Exercise: Carry on the discussion of secondhand smoke exposure and childhood psychiatric symptoms below, picking up after its last sentence.

Document section:
○ ○ ○ ○ ○ ○ ○

In the case of ADHD diagnosis, our study findings differ from those of a 2010 study by Xu et al.41 They also used the 2001 to 2004 NHANES and found that serum cotinine level was positively associated with ADHD diagnosis among Mexican American children but was not associated with ADHD diagnosis among non-Hispanic white and black children even after adjusting for maternal smoking during pregnancy. The study by Xu et al had methodological limitations; ADHD was measured using a single-item question that asked parents whether a health care professional had ever diagnosed their child as having ADHD, and they did not use a cotinine cutoff point to measure SHS exposure. The differences in results between the 2 studies may be related to these measurement variations. Furthermore, current cigarette smokers were more likely to be retained in the analyses by Xu et al. Our findings suggest that the association between SHS exposure and ADHD diagnosis is attributable to in utero tobacco exposure. Recent results from a large longitudinal study by Ekblad et al42 suggest that in utero tobacco exposure may lead to adverse psychiatric conditions. A recent study by Cho et al43 among children in 5 Korean cities also found a positive association between SHS exposure and ADHD symptoms. Therefore, the association between SHS exposure and ADHD symptoms may only be significant at the subthreshold level vs at the diagnostic level.

Several limitations to our study must be considered when interpreting the results. These include the cross-sectional design, our inability to control for some potential confounders, and the possibility that intermittent smokers were included in the analyses. There is no established cutoff point for nonsmokers among persons younger than 12 years,22 and intermittent smokers of any age could have been retained in our analysis if they did not smoke in the 24 to 36 hours before their NHANES blood draw. Some of these participants would not have had detectable serum cotinine levels at the time of their NHANES participation because of the short half-life of this measure.44 Furthermore, we did not control for alcohol consumption because data on alcohol consumption in participants younger than 12 years were not collected in the NHANES. Another potential confounder that we were unable to control for in our analysis is maternal psychiatric history.4547 That is, children with depressed mothers are more likely to have poor mental health.4547 In addition, the source of SHS exposure is unknown (eg, mother, father, or other), and illicit drug use was not considered a covariate. Finally, our models included adjustment for allostatic load as a proxy control for psychological stress, which has been shown to be associated with risk of psychiatric symptoms.7,8 However, controlling for allostatic load did not weaken associations between serum cotinine level and DISC-IV symptoms, so it remains unclear if this measure appropriately controlled for psychological stress.

○ ○ ○ ○ ○ ○ ○

Information supplied:
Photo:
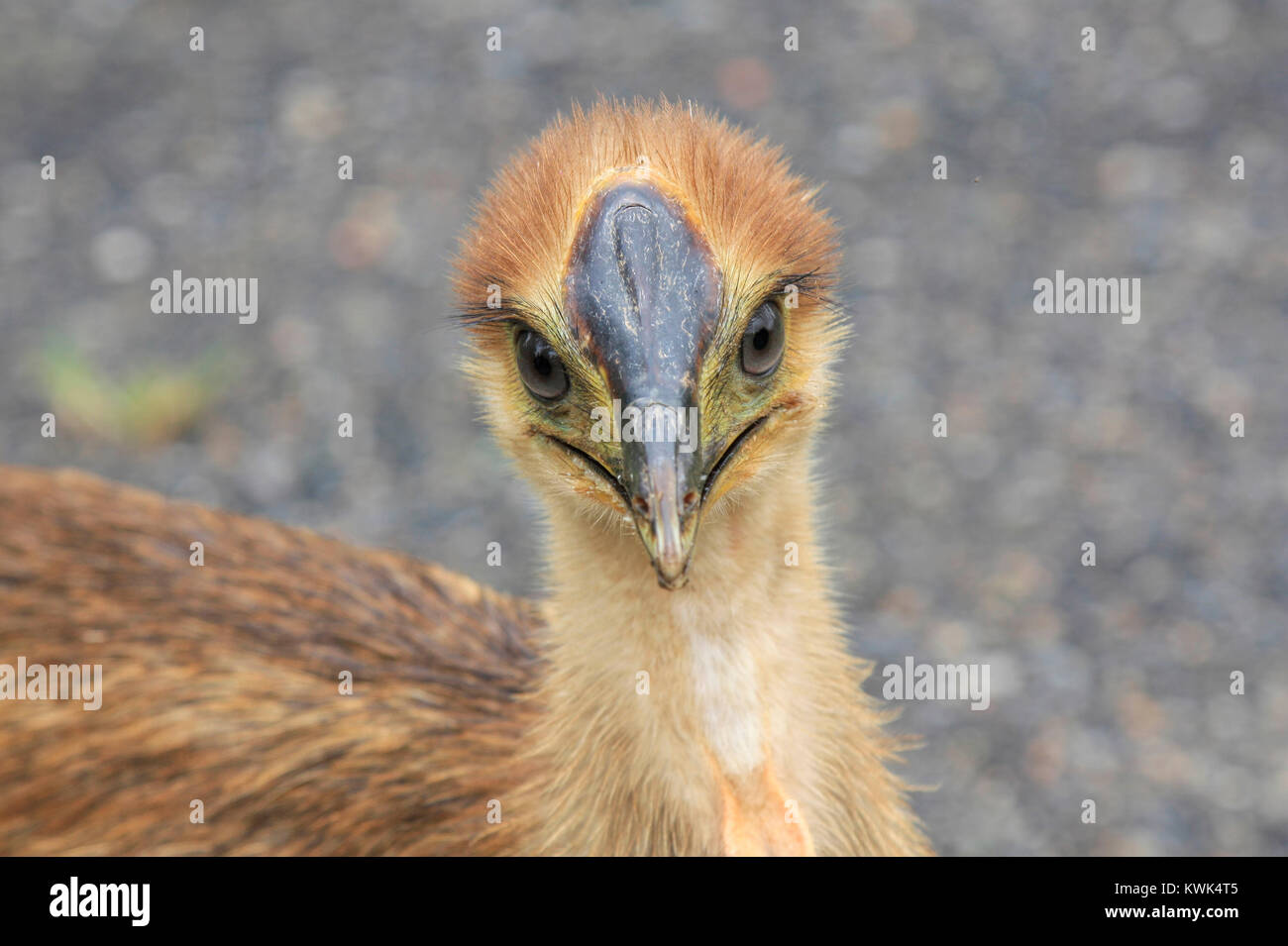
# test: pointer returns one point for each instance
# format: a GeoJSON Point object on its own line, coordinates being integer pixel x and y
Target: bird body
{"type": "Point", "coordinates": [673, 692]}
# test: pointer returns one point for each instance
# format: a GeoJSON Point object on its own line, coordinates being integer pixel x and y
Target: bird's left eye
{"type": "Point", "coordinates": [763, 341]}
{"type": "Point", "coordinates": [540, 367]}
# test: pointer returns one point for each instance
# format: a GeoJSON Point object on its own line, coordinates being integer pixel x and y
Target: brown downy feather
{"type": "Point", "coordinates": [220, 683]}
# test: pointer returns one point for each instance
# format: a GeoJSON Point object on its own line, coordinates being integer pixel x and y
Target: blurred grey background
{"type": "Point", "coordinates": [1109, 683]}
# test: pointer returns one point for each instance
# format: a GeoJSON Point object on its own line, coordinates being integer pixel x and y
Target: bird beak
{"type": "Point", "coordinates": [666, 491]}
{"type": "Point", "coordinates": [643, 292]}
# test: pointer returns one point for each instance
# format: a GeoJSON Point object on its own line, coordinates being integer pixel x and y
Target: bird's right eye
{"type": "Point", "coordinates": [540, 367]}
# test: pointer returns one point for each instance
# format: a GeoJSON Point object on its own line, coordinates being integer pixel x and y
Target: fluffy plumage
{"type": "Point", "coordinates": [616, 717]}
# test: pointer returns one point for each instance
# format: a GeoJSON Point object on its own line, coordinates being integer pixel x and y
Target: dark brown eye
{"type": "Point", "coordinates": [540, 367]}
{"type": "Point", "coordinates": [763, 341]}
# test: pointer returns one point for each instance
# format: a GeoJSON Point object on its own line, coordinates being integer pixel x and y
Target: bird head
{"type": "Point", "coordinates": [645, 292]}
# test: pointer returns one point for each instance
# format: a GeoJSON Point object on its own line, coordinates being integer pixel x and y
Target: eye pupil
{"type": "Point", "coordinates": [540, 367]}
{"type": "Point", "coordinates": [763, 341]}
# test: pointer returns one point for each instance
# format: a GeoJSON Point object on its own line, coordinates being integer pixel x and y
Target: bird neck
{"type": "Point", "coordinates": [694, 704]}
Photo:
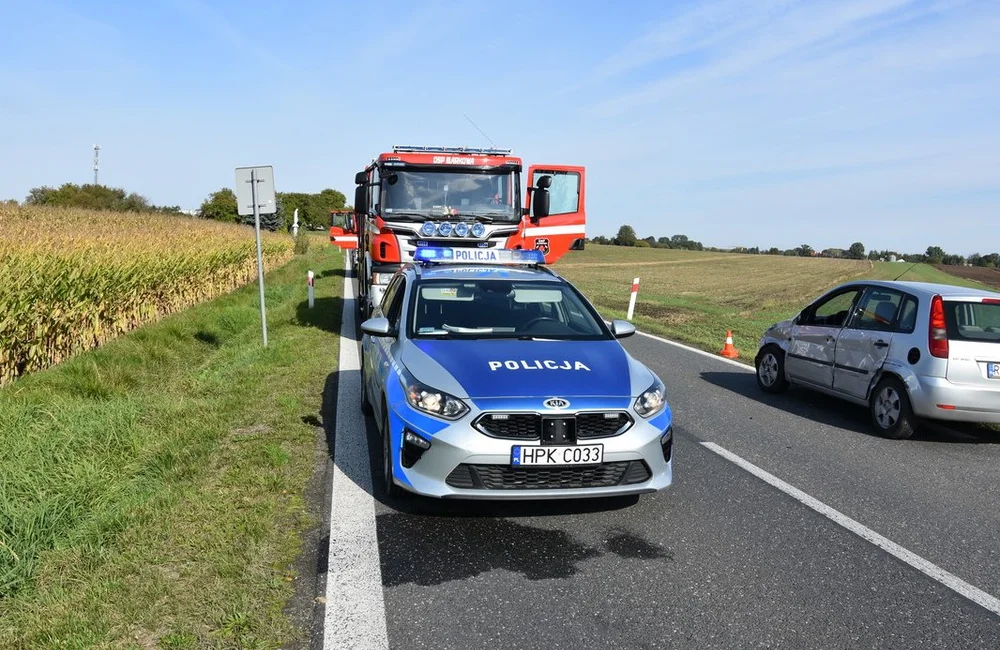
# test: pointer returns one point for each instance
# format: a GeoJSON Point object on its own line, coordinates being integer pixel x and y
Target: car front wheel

○ ○ ○ ○ ○ ○ ○

Task result:
Despite these limitations, findings in the present study provide critical and much-needed data on associations of biologically confirmed SHS exposure with DSM-IV symptoms in a nationally representative sample of US children and adolescents. Our results have important public health implications. Only 26 states in the United States have banned smoking in all public places (such as bars and restaurants), despite evidence that comprehensive public smoking bans lead to reduced incidence of cardiovascular and respiratory conditions.48 Similar improvements in population-level mental health may be possible.49 Efforts to ban smoking in public places where children and adolescents are present, including all child care settings and schools, should continue, as well as increased efforts to develop interventions targeted directly at parents and designed to prevent SHS exposure in the homes of children and adolescents.50,51 Given the critical developmental period of childhood and adolescence, the effects of policy to reduce or ban smoking in public places and in the home may help prevent or reduce the progression of illness in at-risk individuals and alleviate the heavy burden of illness attributable not only to tobacco use but also to mental disorders.

Acknowledgments

Funding/Support: This study was supported in part by the National Institute of Mental Health, Intramural Research Program (Dr Merikangas). During the course of the study, Mr Bandiera received a summer fellowship through the National Hispanic Science Network on Drug Abuse, which is sponsored by the National Institute on Drug Abuse. Mr Bandiera completed his fellowship at the Section on Developmental Genetic Epidemiology, National Institute of Mental Health under the direction of principal investigator Merikangas. Mr Bandiera is also a recipient of predoctoral grant 1F31MH084567-01A1 from the National Institute of Mental Health. Dr Lee is also funded by a grant from the Flight Attendant Medical Research Institute.

Footnotes

Financial Disclosure: None reported.

Publisher's Disclaimer: The views and opinions expressed in this article are those of the authors and should not be construed to represent the views of any of the sponsoring organizations or agencies of the US government. The National Health and Nutrition Examination Survey data are collected by the National Center for Health Statistics. All analyses, interpretations, and conclusions expressed in this article are those of the authors and not the National Center for Health Statistics, which is responsible only for the initial data.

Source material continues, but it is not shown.